[EXERCISE INSTRUCTIONS]
1. List every username that heads a post in the forum thread below, in the order the posts appear.
2. Translate this sentence from the forum thread below into Spanish: "Nobody wants to debate with their spouse all the time."
3. Answer these questions about the forum thread below.
(a) According to the first post, what is the wife running?
(b) Where did Mavash. learn to stop the habit?
(c) What date is shown on the post by Mavash.?

[SOURCE EXCERPT]
--- Begin ---

# Discussing topics I don't care about



## ook (Jan 1, 2013)

So my wife is quite passionate about some things. Stuff like minute details about how organisations should operate. 

I really don't care much about these and really struggle to be interested when she want to talk about them... Which is all the time because she is running an organization. I'm happy to hear about them but don't really need the details. 

Where it all goes wrong is when I try to make conversation by saying how I feel about something. If she disagrees with me then it be ones her mission to persuade me that I'm wrong. This leads to in depth discussions which bores me intensely. 

Is the only way to avoid these just agreeing with her all the time? Surely not.

How can I get her to just agree to disagree and move on. Like I say she is very passionate about these and she does love debating..


----------



## Mavash. (Jan 26, 2012)

Ah she's a right fighter. I used to be one and those can kill intimacy. Nobody wants to debate with their spouse all the time. It's annoying.

Would your wife go to marriage counseling to work on improving communication? That's where I learned to stop this awful habit.


----------



## Blondilocks (Jul 4, 2013)

--- End ---

[RECORDED DATA]

--- Begin ---

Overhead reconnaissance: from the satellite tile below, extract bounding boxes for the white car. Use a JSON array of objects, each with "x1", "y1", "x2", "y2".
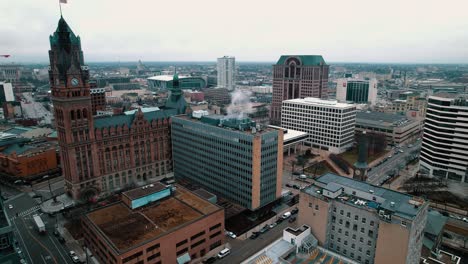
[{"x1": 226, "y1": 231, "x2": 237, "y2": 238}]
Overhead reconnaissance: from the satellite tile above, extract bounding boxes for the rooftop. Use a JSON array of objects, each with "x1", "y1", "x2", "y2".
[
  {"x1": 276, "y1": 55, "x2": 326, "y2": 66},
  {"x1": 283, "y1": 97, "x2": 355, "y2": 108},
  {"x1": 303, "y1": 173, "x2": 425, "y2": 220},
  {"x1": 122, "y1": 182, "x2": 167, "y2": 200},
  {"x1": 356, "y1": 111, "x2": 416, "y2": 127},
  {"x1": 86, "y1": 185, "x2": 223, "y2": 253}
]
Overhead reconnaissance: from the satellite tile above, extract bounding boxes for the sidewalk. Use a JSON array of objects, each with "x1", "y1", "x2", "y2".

--- End ---
--- Begin ---

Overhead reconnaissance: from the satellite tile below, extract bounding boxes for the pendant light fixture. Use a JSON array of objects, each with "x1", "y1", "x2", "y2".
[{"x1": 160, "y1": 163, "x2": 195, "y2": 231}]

--- End ---

[SOLUTIONS FOR EACH TASK]
1.
ook
Mavash.
Blondilocks

2. Nadie quiere debatir con su cónyuge todo el tiempo.

3.
(a) An organization.
(b) In marriage counseling.
(c) Jan 26, 2012.